For those that were around when I first left my faith, I found myself attempting to make a very passive departure from Christianity. I even started learning about other faiths and was interested in some kind of “live and let live” mentality. Over time my journey took a more frustrating turn as I dealt with the social ramifications of leaving a faith in the area that I live and with the friends and family that I was surrounded by. I was immediately seen as someone who was lost and needed prayer. This led me to talking bluntly about how I felt about religious faith. I became defensive about my position and was ready to give everyone the middle finger if they couldn’t just let me be.
Just a few months ago in the spirit of pluralism and in giving in to some sort of innate desire to live at peace with those around me, I started trying to look at religion very differently. Inspired partially by Chris Stedman’s book, ” Faithiest”, I became intrigued by the idea that perhaps humanists could find a seat at the table of interfaith dialogue. I was mostly drawn to this idea because I really do believe that we can’t spend our time constantly arguing with one another. I was tired of the debates about the existence of god and was ready to move on and seek out things we could agree on with the religious community. I have a few friends who subscribe to pretty liberal religious beliefs with whom I disagree with on very few things. I imagined a world where this happened on a much broader scale than with just a friend or two. In order to pursue better collaboration, I was willing to make some concessions about my feelings on organized religion and to tone down my criticism.
Though I had considered that it could possibly be a good idea to curtail the religious criticism, I’m having trouble maintaining that position in light of the alleged role that religion played in the Boston tragedy. To be clear I’m not advocating for prejudice, discrimination, intolerance, or combativeness with the religious community. I’m merely reserving the right to criticize what I find to be destructive ideologies. I’m annoyed this week by people loudly proclaiming that these people only represent extreme fundamentalism and that their faith is different. I’m not annoyed because it’s not true, I’m annoyed because people are so averse to any kind of religious criticism. People love to throw around the word “Islamaphobia” and to criticize anyone who points out the rather obvious fact that these terrorists are simply following some teachings in their holy books. I understand and agree that there are millions of decent, loving, and caring Muslims who find personal comfort and happiness in their faith without being a danger to society. However, I also have to admit that they are only able to do this by ignoring some of the teachings of Islam. It’s not bigotry to point out that there are harmful teachings within their religion. In fact, it’s not bigotry to point out that there are harmful teachings in Christianity, too. Regardless of how emphatically someone may insist that they structure their life around the teachings in the bible, it is rare to find someone who hasn’t shed many things that their holy book recommends (thankfully). To avoid repeating myself and continuing to share the evil things taught in the bible, I’ll simply point anyone interested to the website http://www.evilbible.com/.

- - - -

DO THIS — Reproduce the essay on leaving Christianity word for word from "For those that" to "just let me be.".

- - - -

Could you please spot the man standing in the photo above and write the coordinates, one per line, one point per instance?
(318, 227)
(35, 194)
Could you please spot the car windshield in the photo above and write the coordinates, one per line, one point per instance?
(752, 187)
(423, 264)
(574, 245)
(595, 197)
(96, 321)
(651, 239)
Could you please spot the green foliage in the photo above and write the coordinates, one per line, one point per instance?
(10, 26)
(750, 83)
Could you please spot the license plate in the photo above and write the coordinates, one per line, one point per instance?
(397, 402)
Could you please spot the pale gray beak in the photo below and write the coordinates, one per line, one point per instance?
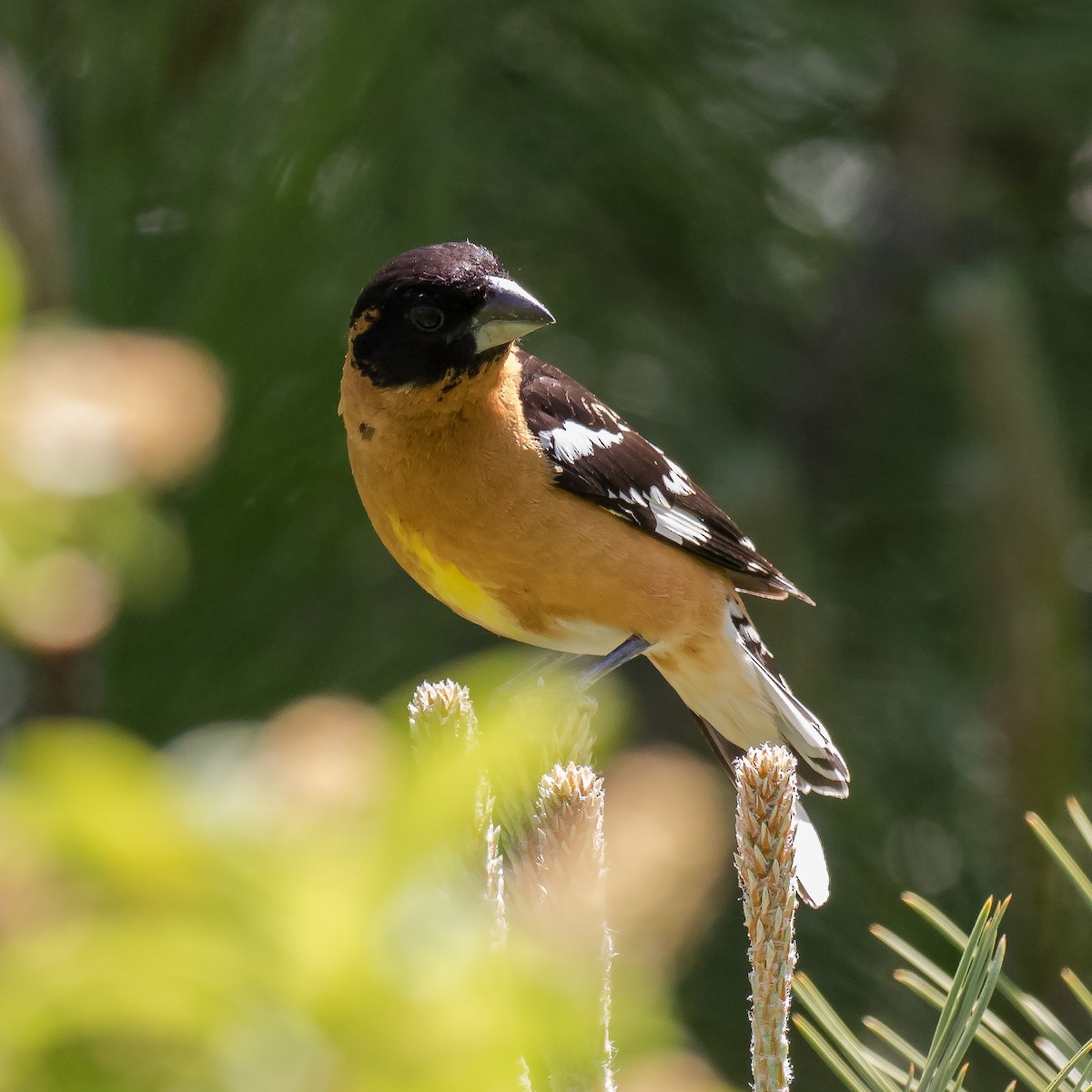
(508, 312)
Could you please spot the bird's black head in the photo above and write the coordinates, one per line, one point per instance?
(436, 314)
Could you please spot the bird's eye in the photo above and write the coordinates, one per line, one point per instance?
(426, 318)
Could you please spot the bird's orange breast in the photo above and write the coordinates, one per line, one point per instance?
(462, 496)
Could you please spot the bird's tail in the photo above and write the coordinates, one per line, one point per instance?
(813, 877)
(822, 769)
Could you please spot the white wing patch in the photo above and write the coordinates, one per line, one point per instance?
(676, 524)
(572, 441)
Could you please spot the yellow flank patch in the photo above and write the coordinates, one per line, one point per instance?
(451, 585)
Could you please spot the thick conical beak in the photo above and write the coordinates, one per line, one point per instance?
(508, 312)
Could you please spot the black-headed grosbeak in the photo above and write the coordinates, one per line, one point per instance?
(525, 503)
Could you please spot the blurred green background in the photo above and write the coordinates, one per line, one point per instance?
(835, 258)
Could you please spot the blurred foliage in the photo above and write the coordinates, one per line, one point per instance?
(1055, 1059)
(287, 909)
(836, 258)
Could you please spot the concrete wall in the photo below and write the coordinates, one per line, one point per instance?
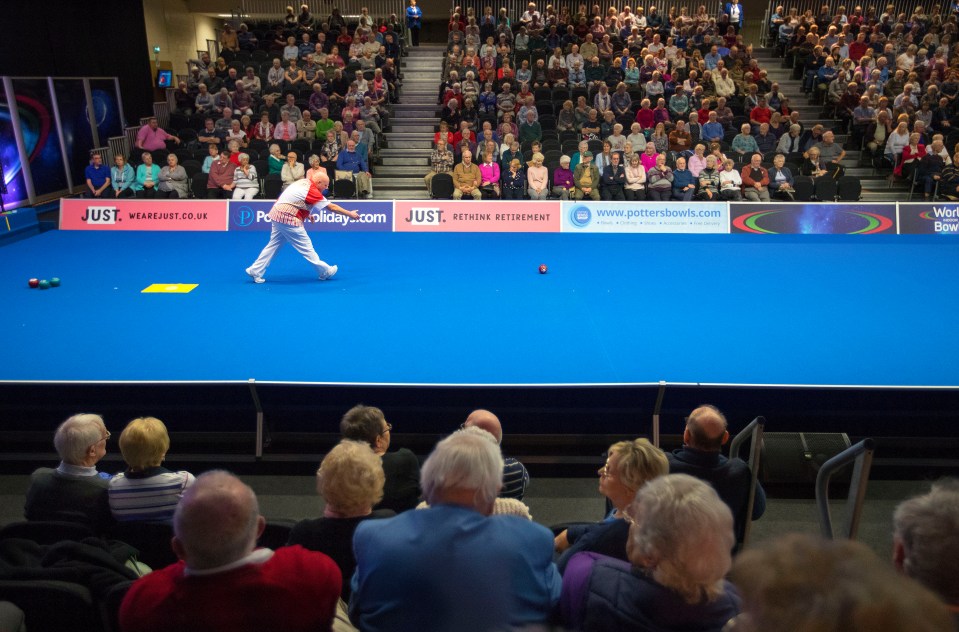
(178, 33)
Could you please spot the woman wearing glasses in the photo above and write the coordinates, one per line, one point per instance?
(629, 466)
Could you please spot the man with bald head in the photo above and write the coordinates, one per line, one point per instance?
(222, 581)
(701, 456)
(515, 476)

- - - -

EXERCISE OUTPUT —
For those that were around when I first left my faith, I found myself attempting to make a very passive departure from Christianity. I even started learning about other faiths and was interested in some kind of “live and let live” mentality. Over time my journey took a more frustrating turn as I dealt with the social ramifications of leaving a faith in the area that I live and with the friends and family that I was surrounded by. I was immediately seen as someone who was lost and needed prayer. This led me to talking bluntly about how I felt about religious faith. I became defensive about my position and was ready to give everyone the middle finger if they couldn’t just let me be.